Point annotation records
========

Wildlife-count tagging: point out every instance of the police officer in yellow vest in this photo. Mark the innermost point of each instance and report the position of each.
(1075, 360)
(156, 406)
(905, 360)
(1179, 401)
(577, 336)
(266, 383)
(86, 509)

========

_GIVEN INSTRUCTION_
Return each entry from above without altering a single character.

_RESULT BELOW_
Wildlife-count tagging: point out every instance of the police officer in yellow vest in this photo. Mark the innermost point of each instance and report the position of each.
(1075, 360)
(156, 406)
(905, 360)
(1179, 401)
(577, 336)
(266, 383)
(86, 509)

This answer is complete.